Исходный текст -

Всем зачот / Форматируя «Литературную матрицу» (2)

Всем зачот / Форматируя «Литературную матрицу» (2)
Прежде чем поиграть с авторами «Литературной матрицы» в провиденциального экзаменатора, что обещано в предыдущей колонке, следует остановиться на двух эссе, принадлежащих двум замечательным авторам, ушедшим из жизни один вслед за другою прошлой весной, то есть за полгода до выхода рецензируемого двухтомника.

Прежде чем поиграть с авторами «Литературной матрицы» в провиденциального экзаменатора, что обещано в предыдущей колонке, следует остановиться на двух эссе, принадлежащих двум замечательным авторам, ушедшим из жизни один вслед за другою прошлой весной, то есть за полгода до выхода рецензируемого двухтомника.

Всем зачот / Форматируя «Литературную матрицу» (2)

Альтернативный учебник или дополнительный? Или же, остановимся на определении из университетского жаргона, факультативный? Сорок два примера того, как надо отвечать на университетском экзамене, — вот что представляет собой «Литературная матрица». Учебник не столько литературы, сколько поведения на экзамене по литературе. Да и не только по литературе.
Как обмануть профессора?

Речь идёт о Елене Шварц (эссе о Тютчеве) и о Дмитрии Горчеве (эссе об А. К. Толстом и, естественно, о Козьме Пруткове).

Если второе из них ещё толком не прочитано, да и, будучи прочитано, наверняка не вызовет никаких нареканий (А. К. Толстой облыжно слывёт у нас фигурой «неинтересной»), то об эссе о Тютчеве уже вовсю спорят.

Одни восторгаются, но исключительно на автопилоте: Шварц есть Шварц.

«Читая её текст о Тютчеве, печалишься, что весь этот злосчастный „альтернативный учебник“ не написан ей одной. Другие, разумеется, будут „самовыражаться“, что от них и требовалось. И при том вот ещё деталь: в устном общении, в лекциях, в статьях Елена Андреевна была не особенно пунктуальна в том, что касалось частных исторических фактов, что-то могла выразительности ради или просто из доверия к своей памяти исказить, сместить, обобщить. Тем поразительнее, насколько всё фактически точно и выверено в этом кратком очерке (особенно в сравнении с тем легкомыслием, с которым Людмила Петрушевская, тоже большой писатель, подошла к биографии Пушкина). Какое в этом тексте уважение к тому, для кого он предназначен, — к школьникам», — сказано в одном из ЖЖ.

Задание A -
Соответствуют ли тексту о «Литературной матрице» следующие утверждения? (i) Эссе о Тютчеве принадлежит Елене Шварц. (ii) Об эссе о Тютчеве пока никто не спорит. (iii) «Литературная матрица» представляет собой сорок два примера того, как отвечать на университетском экзамене. Для каждого ответьте «да» или «нет» и приведите дословно решающие слова текста.
Задание B -
Воспроизведите без изменений фрагмент текста о «Литературной матрице», который начинается со слов «Если второе из» и заканчивается словами «Шварц есть Шварц.».

Список записей -
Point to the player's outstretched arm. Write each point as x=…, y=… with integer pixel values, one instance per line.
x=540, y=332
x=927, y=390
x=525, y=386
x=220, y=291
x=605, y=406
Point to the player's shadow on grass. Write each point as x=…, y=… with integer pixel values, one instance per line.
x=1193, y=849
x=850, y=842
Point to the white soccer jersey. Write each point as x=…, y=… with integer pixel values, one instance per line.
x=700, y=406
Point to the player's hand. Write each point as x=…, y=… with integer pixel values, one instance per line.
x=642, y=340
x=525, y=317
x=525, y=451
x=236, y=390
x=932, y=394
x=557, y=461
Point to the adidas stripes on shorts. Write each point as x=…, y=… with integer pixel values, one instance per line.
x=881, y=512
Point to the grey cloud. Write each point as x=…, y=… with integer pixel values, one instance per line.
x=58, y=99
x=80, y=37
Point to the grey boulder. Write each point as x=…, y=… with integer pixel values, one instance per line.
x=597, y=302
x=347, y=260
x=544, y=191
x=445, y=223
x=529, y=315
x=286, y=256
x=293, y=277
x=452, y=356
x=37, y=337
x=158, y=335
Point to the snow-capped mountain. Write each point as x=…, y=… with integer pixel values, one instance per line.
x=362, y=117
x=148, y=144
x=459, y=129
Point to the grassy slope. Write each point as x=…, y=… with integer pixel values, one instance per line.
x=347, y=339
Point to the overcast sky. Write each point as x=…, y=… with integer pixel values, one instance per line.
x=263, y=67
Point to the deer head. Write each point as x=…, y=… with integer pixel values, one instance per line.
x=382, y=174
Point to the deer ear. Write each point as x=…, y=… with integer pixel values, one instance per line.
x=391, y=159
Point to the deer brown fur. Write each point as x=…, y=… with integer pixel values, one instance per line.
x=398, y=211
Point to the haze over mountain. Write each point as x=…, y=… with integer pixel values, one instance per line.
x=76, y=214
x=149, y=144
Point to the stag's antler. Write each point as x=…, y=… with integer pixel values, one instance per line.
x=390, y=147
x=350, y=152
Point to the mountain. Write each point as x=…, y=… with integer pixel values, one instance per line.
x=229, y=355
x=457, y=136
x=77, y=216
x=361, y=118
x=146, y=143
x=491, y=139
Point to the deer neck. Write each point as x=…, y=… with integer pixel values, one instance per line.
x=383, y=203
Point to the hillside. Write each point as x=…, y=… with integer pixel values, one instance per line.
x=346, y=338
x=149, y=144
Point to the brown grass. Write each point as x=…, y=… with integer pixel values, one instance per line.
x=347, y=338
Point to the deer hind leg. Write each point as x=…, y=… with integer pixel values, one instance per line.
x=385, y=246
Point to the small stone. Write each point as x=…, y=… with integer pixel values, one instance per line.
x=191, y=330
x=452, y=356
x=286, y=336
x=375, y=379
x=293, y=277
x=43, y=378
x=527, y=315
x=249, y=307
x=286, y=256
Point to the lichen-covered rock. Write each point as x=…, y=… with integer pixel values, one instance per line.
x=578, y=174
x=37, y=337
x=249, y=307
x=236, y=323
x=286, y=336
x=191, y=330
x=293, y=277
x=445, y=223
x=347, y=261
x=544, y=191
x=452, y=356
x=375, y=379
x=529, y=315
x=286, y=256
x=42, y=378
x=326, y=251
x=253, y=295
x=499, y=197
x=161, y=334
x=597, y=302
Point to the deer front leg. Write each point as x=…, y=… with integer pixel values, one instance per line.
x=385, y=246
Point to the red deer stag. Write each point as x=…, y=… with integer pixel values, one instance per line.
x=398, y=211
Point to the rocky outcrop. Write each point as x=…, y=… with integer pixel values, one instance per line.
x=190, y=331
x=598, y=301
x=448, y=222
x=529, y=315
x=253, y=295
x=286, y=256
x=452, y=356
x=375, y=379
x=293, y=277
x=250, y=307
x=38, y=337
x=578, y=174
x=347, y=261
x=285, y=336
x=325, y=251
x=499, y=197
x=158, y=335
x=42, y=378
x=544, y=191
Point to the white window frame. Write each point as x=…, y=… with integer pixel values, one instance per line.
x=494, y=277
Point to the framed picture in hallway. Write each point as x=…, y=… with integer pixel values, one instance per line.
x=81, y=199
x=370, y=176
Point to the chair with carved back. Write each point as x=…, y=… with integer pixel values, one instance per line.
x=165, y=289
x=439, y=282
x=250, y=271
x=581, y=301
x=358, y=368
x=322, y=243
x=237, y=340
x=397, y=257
==
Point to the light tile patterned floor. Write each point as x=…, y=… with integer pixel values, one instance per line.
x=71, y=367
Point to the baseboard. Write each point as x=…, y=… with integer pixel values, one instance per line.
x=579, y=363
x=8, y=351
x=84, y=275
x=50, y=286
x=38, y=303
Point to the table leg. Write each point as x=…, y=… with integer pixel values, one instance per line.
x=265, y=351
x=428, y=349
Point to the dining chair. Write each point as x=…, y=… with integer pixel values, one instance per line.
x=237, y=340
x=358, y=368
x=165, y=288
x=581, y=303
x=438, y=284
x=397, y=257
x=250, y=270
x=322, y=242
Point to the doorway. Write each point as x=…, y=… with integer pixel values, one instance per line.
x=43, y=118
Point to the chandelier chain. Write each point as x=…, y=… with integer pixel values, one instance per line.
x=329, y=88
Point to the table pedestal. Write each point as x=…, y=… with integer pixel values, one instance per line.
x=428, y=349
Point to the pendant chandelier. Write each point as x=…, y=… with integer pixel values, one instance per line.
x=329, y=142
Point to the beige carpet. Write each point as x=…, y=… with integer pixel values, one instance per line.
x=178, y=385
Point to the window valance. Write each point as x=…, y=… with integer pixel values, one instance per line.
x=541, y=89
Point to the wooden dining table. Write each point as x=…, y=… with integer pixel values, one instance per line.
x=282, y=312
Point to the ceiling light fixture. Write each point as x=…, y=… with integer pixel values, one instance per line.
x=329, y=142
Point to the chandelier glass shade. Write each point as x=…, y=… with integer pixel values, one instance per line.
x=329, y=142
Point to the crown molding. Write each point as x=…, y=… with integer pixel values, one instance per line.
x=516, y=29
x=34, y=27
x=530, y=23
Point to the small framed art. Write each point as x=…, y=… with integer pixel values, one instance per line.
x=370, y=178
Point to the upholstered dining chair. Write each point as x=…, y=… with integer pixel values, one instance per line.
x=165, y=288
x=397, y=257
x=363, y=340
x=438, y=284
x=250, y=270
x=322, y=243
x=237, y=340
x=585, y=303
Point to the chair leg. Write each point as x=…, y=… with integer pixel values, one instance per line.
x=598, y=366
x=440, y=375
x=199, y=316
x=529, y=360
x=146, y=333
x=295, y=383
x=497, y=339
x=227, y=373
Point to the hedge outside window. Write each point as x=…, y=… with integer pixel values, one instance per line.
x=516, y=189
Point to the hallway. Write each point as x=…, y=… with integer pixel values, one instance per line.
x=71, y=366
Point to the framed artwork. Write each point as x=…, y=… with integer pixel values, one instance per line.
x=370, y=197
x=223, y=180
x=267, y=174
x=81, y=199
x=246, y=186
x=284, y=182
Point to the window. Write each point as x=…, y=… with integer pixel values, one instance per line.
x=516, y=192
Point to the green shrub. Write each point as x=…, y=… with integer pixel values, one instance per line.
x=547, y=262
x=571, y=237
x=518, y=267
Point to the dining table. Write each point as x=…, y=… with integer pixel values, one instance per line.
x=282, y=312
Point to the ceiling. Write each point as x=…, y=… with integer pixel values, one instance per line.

Решение A -
(i) Да: «Речь идёт о Елене Шварц (эссе о Тютчеве)».
(ii) Нет: «то об эссе о Тютчеве уже вовсю спорят».
(iii) Да: «Сорок два примера того, как надо отвечать на университетском экзамене, — вот что представляет собой «Литературная матрица»».

Решение B -
Если второе из них ещё толком не прочитано, да и, будучи прочитано, наверняка не вызовет никаких нареканий (А. К. Толстой облыжно слывёт у нас фигурой «неинтересной»), то об эссе о Тютчеве уже вовсю спорят.

Одни восторгаются, но исключительно на автопилоте: Шварц есть Шварц.